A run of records
-*-*-

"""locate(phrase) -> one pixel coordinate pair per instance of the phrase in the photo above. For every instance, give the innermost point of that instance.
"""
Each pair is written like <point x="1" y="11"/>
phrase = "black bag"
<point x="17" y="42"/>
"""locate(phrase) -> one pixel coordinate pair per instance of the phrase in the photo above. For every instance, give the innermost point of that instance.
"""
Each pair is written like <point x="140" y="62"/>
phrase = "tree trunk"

-*-*-

▸ **Directions for this task**
Can you copy out all of the data above word for word, with every line unchanged?

▸ **The completed task**
"""locate(phrase) -> one pixel coordinate pair per instance of the phrase in the photo above. For every instance, give the innermost point of that instance.
"""
Each pair is written like <point x="1" y="11"/>
phrase = "black bag"
<point x="17" y="42"/>
"""locate(phrase) -> one pixel coordinate pair per instance of the phrase in the photo above. For every instance, give the innermost point of that instance.
"""
Each pair is written like <point x="140" y="62"/>
phrase = "tree trunk"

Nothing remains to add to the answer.